**INFORMATION GIVEN:**

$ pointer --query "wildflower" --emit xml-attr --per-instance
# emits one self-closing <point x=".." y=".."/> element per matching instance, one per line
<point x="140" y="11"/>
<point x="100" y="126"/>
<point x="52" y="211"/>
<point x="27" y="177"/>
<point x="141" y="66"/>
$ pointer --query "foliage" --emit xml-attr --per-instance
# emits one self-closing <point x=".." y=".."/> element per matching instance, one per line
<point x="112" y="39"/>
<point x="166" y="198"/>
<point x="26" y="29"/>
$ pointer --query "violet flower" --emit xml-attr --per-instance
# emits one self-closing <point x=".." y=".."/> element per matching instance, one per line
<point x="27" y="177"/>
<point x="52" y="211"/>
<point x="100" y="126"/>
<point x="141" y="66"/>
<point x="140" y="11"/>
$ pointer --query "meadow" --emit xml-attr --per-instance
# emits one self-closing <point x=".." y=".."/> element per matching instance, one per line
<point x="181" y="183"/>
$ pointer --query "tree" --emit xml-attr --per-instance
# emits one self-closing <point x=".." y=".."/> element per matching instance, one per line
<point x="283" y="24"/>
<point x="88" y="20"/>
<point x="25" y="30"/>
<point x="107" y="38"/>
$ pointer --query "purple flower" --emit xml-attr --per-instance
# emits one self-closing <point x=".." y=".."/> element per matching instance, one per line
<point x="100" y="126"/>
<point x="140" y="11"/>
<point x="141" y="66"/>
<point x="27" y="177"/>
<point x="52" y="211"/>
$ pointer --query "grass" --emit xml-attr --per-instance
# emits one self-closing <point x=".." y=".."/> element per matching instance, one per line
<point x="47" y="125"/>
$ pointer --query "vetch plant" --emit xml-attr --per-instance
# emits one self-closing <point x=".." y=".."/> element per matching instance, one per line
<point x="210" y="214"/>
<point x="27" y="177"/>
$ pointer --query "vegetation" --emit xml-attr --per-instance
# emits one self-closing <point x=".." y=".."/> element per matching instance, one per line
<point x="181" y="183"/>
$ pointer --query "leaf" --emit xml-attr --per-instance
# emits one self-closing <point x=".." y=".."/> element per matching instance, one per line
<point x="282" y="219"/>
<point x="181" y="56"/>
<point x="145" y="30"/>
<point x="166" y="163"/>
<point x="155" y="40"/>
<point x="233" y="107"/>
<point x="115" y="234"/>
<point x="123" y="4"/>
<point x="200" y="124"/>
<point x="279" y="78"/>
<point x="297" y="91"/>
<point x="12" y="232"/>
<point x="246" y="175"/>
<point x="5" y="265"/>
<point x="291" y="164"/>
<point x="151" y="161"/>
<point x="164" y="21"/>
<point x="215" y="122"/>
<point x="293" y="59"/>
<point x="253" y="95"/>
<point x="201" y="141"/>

**WHAT IS EXPECTED:**
Restate the entries. Match them exactly.

**EXERCISE RESPONSE:**
$ pointer --query "wildflower" --emit xml-attr --per-instance
# emits one self-closing <point x=".." y=".."/> element per matching instance, one per line
<point x="140" y="11"/>
<point x="100" y="126"/>
<point x="52" y="211"/>
<point x="27" y="177"/>
<point x="141" y="66"/>
$ pointer --query "foliage" --emit xml-attr --per-instance
# emits one self-closing <point x=".." y=".."/> element per matching instance, one per line
<point x="112" y="39"/>
<point x="166" y="198"/>
<point x="26" y="29"/>
$ pointer --query "violet flower" --emit xml-attr --per-instance
# emits one self-closing <point x=".." y=".."/> element per matching instance, one per line
<point x="27" y="177"/>
<point x="52" y="211"/>
<point x="100" y="126"/>
<point x="141" y="66"/>
<point x="140" y="11"/>
$ pointer --query "meadow" --emit xml-attr --per-instance
# emits one self-closing <point x=".." y=".."/> element per matching instance, one per line
<point x="181" y="183"/>
$ pointer --query "tree" --emit xml-attr --per-instance
# emits one self-closing <point x=".." y=".."/> element per matching instance, one per line
<point x="283" y="24"/>
<point x="88" y="20"/>
<point x="25" y="30"/>
<point x="107" y="38"/>
$ pointer --query "purple flower" --emit xml-attr --per-instance
# emits one self-closing <point x=".." y=".."/> element per matching instance, one per line
<point x="100" y="126"/>
<point x="140" y="11"/>
<point x="141" y="66"/>
<point x="27" y="177"/>
<point x="52" y="211"/>
$ pointer --query "grass" --emit xml-attr --per-instance
# emits one self-closing <point x=".." y=".."/> element per matching instance, one per line
<point x="47" y="125"/>
$ pointer --query "vetch plant" --emit xml-attr --per-instance
# emits one self-closing <point x=".." y=".."/> element per matching instance, one per line
<point x="210" y="214"/>
<point x="27" y="177"/>
$ pointer --query "vegetation" --emit xml-attr --per-instance
# emits one self-closing <point x=".." y=".."/> element per matching instance, one per line
<point x="181" y="183"/>
$ pointer --query "leaf" --emit xml-attr --per-instance
# emits one self-closing <point x=".." y=".."/> element per matching instance, one per line
<point x="282" y="219"/>
<point x="181" y="56"/>
<point x="145" y="30"/>
<point x="166" y="163"/>
<point x="155" y="40"/>
<point x="233" y="107"/>
<point x="115" y="234"/>
<point x="123" y="4"/>
<point x="200" y="124"/>
<point x="279" y="78"/>
<point x="297" y="91"/>
<point x="12" y="232"/>
<point x="246" y="175"/>
<point x="5" y="265"/>
<point x="291" y="164"/>
<point x="151" y="161"/>
<point x="164" y="21"/>
<point x="215" y="122"/>
<point x="293" y="59"/>
<point x="253" y="95"/>
<point x="201" y="141"/>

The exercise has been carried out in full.